| Task requirements |
Set down, exactly and in full, the line holding "the singer holding" and all the lines after it until the listing ends, and nothing else.

| Dataset |
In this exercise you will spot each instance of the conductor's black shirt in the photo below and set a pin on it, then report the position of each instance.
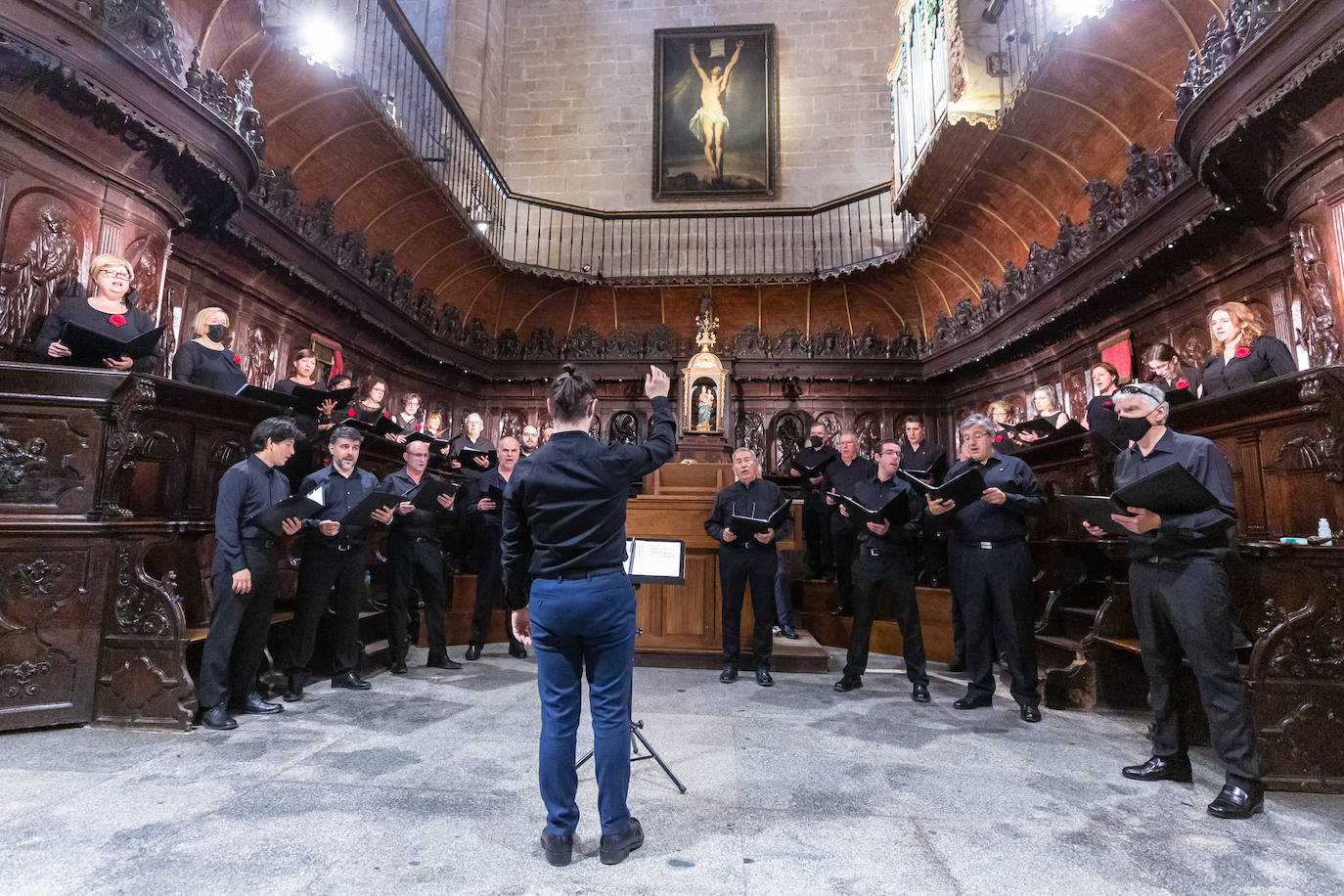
(566, 503)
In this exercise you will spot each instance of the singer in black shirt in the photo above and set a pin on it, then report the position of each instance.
(992, 568)
(1181, 596)
(244, 578)
(564, 508)
(746, 558)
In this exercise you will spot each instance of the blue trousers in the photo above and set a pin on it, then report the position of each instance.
(577, 623)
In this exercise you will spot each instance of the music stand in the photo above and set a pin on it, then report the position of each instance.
(639, 578)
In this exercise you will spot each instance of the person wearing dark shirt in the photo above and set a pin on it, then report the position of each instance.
(1181, 596)
(1100, 417)
(414, 560)
(488, 516)
(111, 312)
(302, 463)
(992, 568)
(1168, 373)
(746, 559)
(564, 532)
(886, 558)
(244, 578)
(816, 515)
(205, 360)
(840, 477)
(1243, 355)
(335, 557)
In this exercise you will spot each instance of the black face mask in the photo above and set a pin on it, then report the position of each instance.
(1135, 427)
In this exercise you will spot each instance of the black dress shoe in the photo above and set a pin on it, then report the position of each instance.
(351, 681)
(847, 684)
(560, 848)
(613, 849)
(1235, 802)
(1161, 769)
(218, 718)
(254, 705)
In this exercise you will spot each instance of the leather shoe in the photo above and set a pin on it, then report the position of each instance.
(613, 849)
(1235, 802)
(351, 681)
(254, 705)
(1161, 769)
(847, 684)
(560, 848)
(218, 718)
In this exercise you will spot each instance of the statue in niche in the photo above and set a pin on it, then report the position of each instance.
(704, 409)
(1314, 278)
(50, 258)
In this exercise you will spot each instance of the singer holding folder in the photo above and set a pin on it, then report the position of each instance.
(244, 576)
(1179, 591)
(111, 312)
(335, 557)
(992, 569)
(747, 558)
(563, 559)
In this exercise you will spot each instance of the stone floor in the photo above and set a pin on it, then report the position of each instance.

| Solution to the exercise |
In this exercise you will spot each instance of the singer holding folder in the photo above and set a pin on it, then report the position of each instance.
(244, 576)
(1179, 591)
(111, 312)
(335, 557)
(992, 569)
(747, 558)
(563, 559)
In this exercise you will spot each instance of the stone floor in the photo above and set a pin on it, then report the position of each instance.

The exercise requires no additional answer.